◆ Consigne ◆
Reprenez le passage de l'extrait sur les perturbateurs endocriniens en partant de « Pour la puberté » et en allant jusqu'à « l'exposition des populations. », en remplaçant « SPF » par « l'agence ».

━━━ Extrait du document

Pour la puberté précoce – définie par des signes de puberté avant l'âge de 8 ans chez les filles et neuf ans chez les garçons – les travaux de SPF ont apporté pour la première fois en 2016 une estimation de l'incidence nationale, révélant de très fortes disparités géographiques entre les régions.
Des PE multiples et ubiquitaires
« Au-delà de la connaissance du caractère perturbateur endocrinien d'une substance chimique », souligne dans un éditorial Sébastien Denys, directeur Santé environnement à SPF, cette description est « une étape déterminante » pour constituer un faisceau de preuves convaincant afin de limiter l'exposition des populations.
L'enjeu de santé publique pose un défi scientifique « colossal », explique-t-il, du fait « du nombre de substances identifiées », de la difficulté au niveau toxicologique « à déterminer les effets combinés » de ces substances et de « la difficulté à leur attribuer les pathologies associées ».

━━━━━━
━━━ Liste des données

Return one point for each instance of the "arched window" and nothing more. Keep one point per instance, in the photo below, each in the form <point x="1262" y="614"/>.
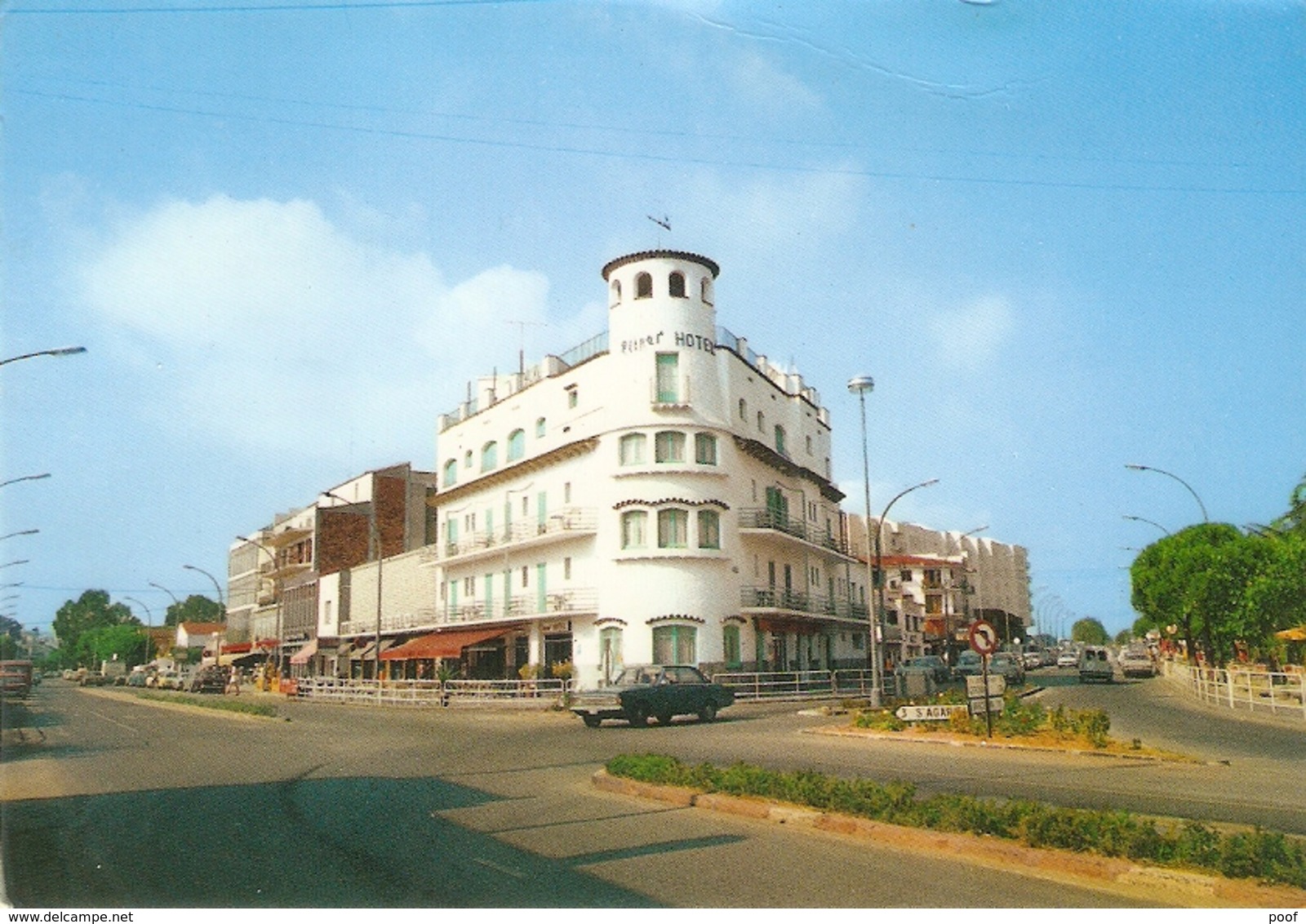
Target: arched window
<point x="635" y="529"/>
<point x="709" y="529"/>
<point x="669" y="446"/>
<point x="673" y="527"/>
<point x="633" y="448"/>
<point x="516" y="444"/>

━━━━━━

◆ Corrigé ◆
Pour la puberté précoce – définie par des signes de puberté avant l'âge de 8 ans chez les filles et neuf ans chez les garçons – les travaux de l'agence ont apporté pour la première fois en 2016 une estimation de l'incidence nationale, révélant de très fortes disparités géographiques entre les régions.
Des PE multiples et ubiquitaires
« Au-delà de la connaissance du caractère perturbateur endocrinien d'une substance chimique », souligne dans un éditorial Sébastien Denys, directeur Santé environnement à l'agence, cette description est « une étape déterminante » pour constituer un faisceau de preuves convaincant afin de limiter l'exposition des populations.